*Consigne écrite 1*: Mettez à jour les enregistrements en remplaçant "dark jacket" par "black jacket" sans rien modifier d'autre. N'incluez pas les images dans votre réponse.
================
Idem avec l’exemple du vélo que prend Pensée Sauvage : c’est sûr, ce serait super que tout le monde s’y mette. D’ailleurs, c’est top de pouvoir prendre un Vélib à n’importe quelle heure du jour et de la nuit, et de se passer de voiture en grande agglomération grâce aux transports en commun. Et derrière, facile de juger les « bouseux » qui prennent encore leur voiture pour aller au supermarché (qui plus es non bio – so 2000 !). Mais dans notre nouvelle région, quel est mon choix quand il y a 2 TER par jour et aucune piste cyclable sur la départementale pour aller faire mes courses ? Où est MA responsabilité individuelle ? En quoi me traiter de feignasse va faire en sorte que les pistes cyclables se construisent et les transports en commun se développent en zone rurale ?
Bref, il y a un décalage dingue entre le monde tel qu’il est vu par les porteurs de cette vidéo et la réalité de millions de français.
Se raccrocher à la vraie vie pour avoir vraiment de l’impact
Vous me trouverez peut-être très sévère avec cette vidéo qui, somme toute, partage notre objectif de faire changer les choses.
Mais qui aime bien châtie bien.
================
*Consigne écrite 2*: Recopiez fidèlement la page, de "Bref, il y a" jusqu'à "changer les choses.".
================
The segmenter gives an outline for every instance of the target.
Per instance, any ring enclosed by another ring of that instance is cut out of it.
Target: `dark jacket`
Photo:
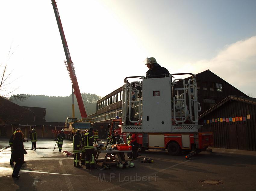
[[[83,138],[84,148],[85,149],[93,148],[93,142],[96,141],[92,131],[89,130],[84,134]]]
[[[58,135],[57,139],[58,140],[58,144],[63,144],[63,140],[65,139],[65,134],[64,133],[61,133]]]
[[[165,68],[161,67],[158,64],[153,64],[154,67],[148,70],[146,74],[146,77],[148,78],[163,78],[164,74],[170,74],[168,70]]]
[[[73,153],[78,153],[80,152],[81,141],[80,134],[76,132],[73,137]]]
[[[30,137],[31,142],[36,142],[37,140],[36,140],[37,138],[37,133],[36,131],[33,131],[30,133]]]
[[[13,161],[22,163],[24,161],[24,146],[22,139],[13,139]]]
================
*Réponse écrite 1*:
The segmenter gives an outline for every instance of the target.
Per instance, any ring enclosed by another ring of that instance is cut out of it.
Target: `black jacket`
Photo:
[[[83,138],[84,148],[85,149],[93,148],[93,142],[96,141],[92,131],[89,130],[84,134]]]
[[[58,135],[57,139],[58,140],[58,144],[63,144],[63,140],[65,139],[65,134],[64,133],[61,133]]]
[[[165,68],[161,67],[158,64],[153,64],[154,67],[148,70],[146,74],[146,77],[148,78],[163,78],[164,74],[170,74],[168,70]]]
[[[73,153],[78,153],[80,152],[81,141],[80,134],[76,132],[73,137]]]
[[[30,137],[31,142],[36,142],[37,140],[36,140],[37,138],[37,133],[36,131],[33,131],[30,133]]]
[[[13,161],[22,163],[24,161],[24,146],[22,139],[13,139]]]

*Réponse écrite 2*:
Bref, il y a un décalage dingue entre le monde tel qu’il est vu par les porteurs de cette vidéo et la réalité de millions de français.
Se raccrocher à la vraie vie pour avoir vraiment de l’impact
Vous me trouverez peut-être très sévère avec cette vidéo qui, somme toute, partage notre objectif de faire changer les choses.